Texte retenu.
Vous l'avez certainement déjà vu jouer avec Lyon, notamment en Ligue des Championnes, ou encore lors du dernier mondial U20 en Bretagne, aujourd'hui Selma Bacha s'apprête à disputer l'Euro U19 en Écosse avec l'équipe de France, avec l'objectif de décrocher la qualification pour le prochain mondial U20 et son premier titre en sélection. Entretien.

 

 

Coeurs de Foot - Pourrais-tu te présenter brièvement à nos lecteurs stp ? Comment tu en es arrivée à jouer à Lyon ? 

Selma Bacha - Je m'appelle Selma Bacha, j'ai 18 ans, je suis née le 9 novembre 2000 à Lyon et je joue latérale gauche au club de l'Olympique Lyonnais, en tant que professionnelle.

Comme je le dis tout le temps, c'est en particulier grâce à mon frère que j'ai commencé. On a joué au foot ensemble à l'âge de 5 ans, et après j'ai été recrutée à Lyon à l'âge de 8 ans et j'ai fait toutes mes gammes au sein du club.

 

CDF - Comment s'est fait le cheminement avec l'équipe senior de Lyon ? Est-ce que ça t'a permis de gagner en maturité, en expérience, en endurance...

S. B. - "J'ai profité" entre guillemets d'une blessure d'une joueuse, le coach [Reynald Pedros] m'a donné cette chance de jouer mon premier match au Groupama Stadium en Ligue des Champions, j'ai saisi cette chance et puis après je lui ai tapé dans l'oeil on va dire, et j'ai tout le temps joué.

À faire. Poursuivez l'entretien avec Selma Bacha à partir de sa dernière phrase.

(Entrées d'annotation de régions)
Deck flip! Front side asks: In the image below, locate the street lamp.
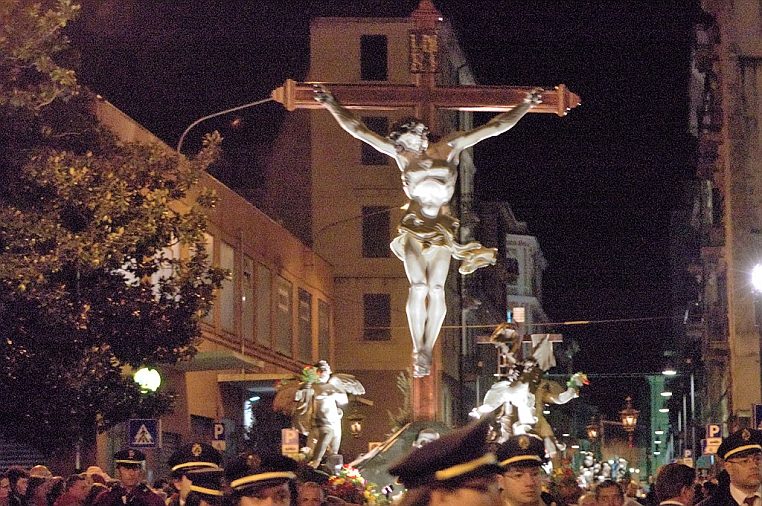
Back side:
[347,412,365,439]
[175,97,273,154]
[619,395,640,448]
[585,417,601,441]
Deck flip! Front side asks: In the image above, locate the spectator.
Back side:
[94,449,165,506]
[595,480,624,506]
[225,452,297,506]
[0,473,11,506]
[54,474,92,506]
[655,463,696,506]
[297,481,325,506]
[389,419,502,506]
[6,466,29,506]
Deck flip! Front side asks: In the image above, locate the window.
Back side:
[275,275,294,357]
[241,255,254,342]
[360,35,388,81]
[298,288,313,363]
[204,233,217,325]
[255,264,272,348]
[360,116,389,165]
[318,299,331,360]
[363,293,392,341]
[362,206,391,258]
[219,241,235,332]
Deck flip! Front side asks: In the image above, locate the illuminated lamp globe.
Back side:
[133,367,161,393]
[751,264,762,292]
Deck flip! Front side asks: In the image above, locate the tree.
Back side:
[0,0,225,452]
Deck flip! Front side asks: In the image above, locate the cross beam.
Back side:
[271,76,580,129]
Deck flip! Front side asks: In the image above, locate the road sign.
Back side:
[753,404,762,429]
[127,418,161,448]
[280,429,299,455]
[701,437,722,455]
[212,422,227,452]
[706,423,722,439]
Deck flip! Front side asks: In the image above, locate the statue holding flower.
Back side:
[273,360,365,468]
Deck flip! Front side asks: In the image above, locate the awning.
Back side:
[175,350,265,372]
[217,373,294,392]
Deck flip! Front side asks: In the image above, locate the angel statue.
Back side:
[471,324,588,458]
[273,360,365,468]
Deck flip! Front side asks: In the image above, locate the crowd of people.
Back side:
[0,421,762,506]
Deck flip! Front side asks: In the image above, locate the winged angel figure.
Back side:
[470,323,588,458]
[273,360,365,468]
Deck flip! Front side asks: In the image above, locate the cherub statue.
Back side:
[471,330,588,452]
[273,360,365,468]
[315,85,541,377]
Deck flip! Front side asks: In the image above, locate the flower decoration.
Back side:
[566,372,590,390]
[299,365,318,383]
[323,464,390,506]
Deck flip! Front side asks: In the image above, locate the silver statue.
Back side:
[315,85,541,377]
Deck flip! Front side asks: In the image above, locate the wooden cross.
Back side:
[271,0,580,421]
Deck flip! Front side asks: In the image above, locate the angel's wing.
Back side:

Réponse rédigée.
Oui exactement parce que c'est vrai qu'entre les U19 et les pros y'a un monde de différence et c'est vrai que j'ai gagné en maturité parce qu'on voit le jeu autrement. J'ai appris de par ses expériences avec les matches de haut niveau et j'ai gagné en endurance également, car ce sont des rencontres très intenses où on court beaucoup, donc ça m'a bien affûté sur ce point.

 

CDF - Comment tu as remonté la pente après la déception de la Coupe du Monde U20 en Bretagne (du 5 au 24 août) ?

S. B. - (rires nerveux) J'y ai beaucoup pensé, et c'est vrai que j'y pense encore un peu à l'heure d'aujourd'hui, mais après il faut savoir tourner la page, il faut savoir se relever [après une déception] et avec mes coéquipières [de club], on a fait le triplé cette année, donc ça m'a soulagé un peu de cette désillusion. Mais c'est vrai que des fois j'y pense encore...

 

CDF - Est ce que vous avez eu l’impression d’être privées en quelque sorte de votre compétition par l’attente du public et l'attente médiatique autour de vous ?

S. B. - Non je ne pense pas. C'est nous dans le jeu, on n'a pas su répondre aux attentes du coach et on n'a pas su écouter certaines consignes, donc il faut s'en prendre qu'à nous-mêmes.

 

CDF - Pour parler d'aujourd'hui, il y a eu un autre mondial qui s'est joué dans toute la France cette fois pour la A. Est-ce que tu as parlé avec des joueuses de l’équipe de France, qui ont participé à la Coupe du Monde, il y’a quelques semaines de cela maintenant ?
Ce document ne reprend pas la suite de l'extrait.